David Dingle, Chairman of Cunard, was joined by several of Sir Samuel’s descendents including four of his great great grandchildren: Tom Charrington, Giles Charrington, Antonia Young and Teresa Tildon. Their Mother, Barbara Cunard, was the fourth daughter of Cyril Grant Cunard, who was a son of William Cunard. He was one of Sir Samuel’s nine children. So William was their great grandfather and Sir Samuel their great great grandfather.
Cunard has had Sir Samuel’s final resting place at Brompton Cemetery in London refurbished in this anniversary year for the company.
Prior to each laying a wreath both David Dingle and Tom Charrington paid tribute to the man who changed the face of ocean travel forever.
David Dingle:
“We are here today to celebrate, exactly 150 years after his death, the achievements of one of the great Victorian entrepreneurs. Like Brunel, Stephenson, Wedgwood and Bazalgette, what he created has had an incalculable impact on the lives of millions. The success of Samuel Cunard in establishing the first regular steamship service across the Atlantic was not only of monumental significance at the time, but it has reverberated down the years. It has impacted on British history, on American history, on Canadian history, on European history, on maritime history and on military history.
“Cunard's triumph was to create a fast, reliable and safe steamship service linking the Old World and the New. Although specifically to ensure the speedy and precise delivery of the mails, the service was, as The Times reported in 1875, "like a hand stretched out from England to invite America to assume its proper place in the comity of nations."
□ □ □ □ □ □ □
According to the passage on Samuel Cunard, which kinds of history did his steamship service affect? List every one it names. Rely solely on the passage on Samuel Cunard for the answer.

_SOURCE EXCERPT_:
□ □ □ □ □ □ □
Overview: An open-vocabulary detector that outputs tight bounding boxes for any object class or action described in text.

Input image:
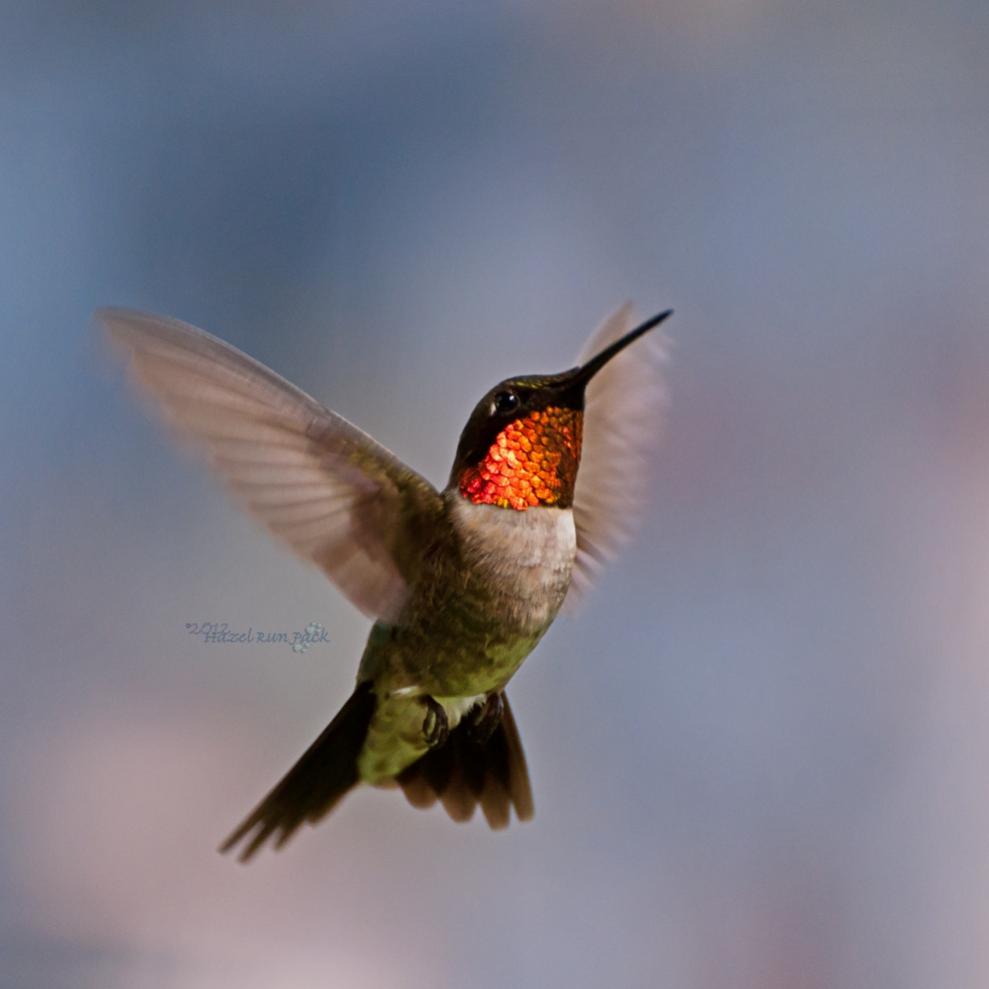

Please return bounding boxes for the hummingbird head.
[450,310,672,511]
□ □ □ □ □ □ □
_RESPONSE TO THIS EXERCISE_: British history, American history, Canadian history, European history, maritime history, and military history.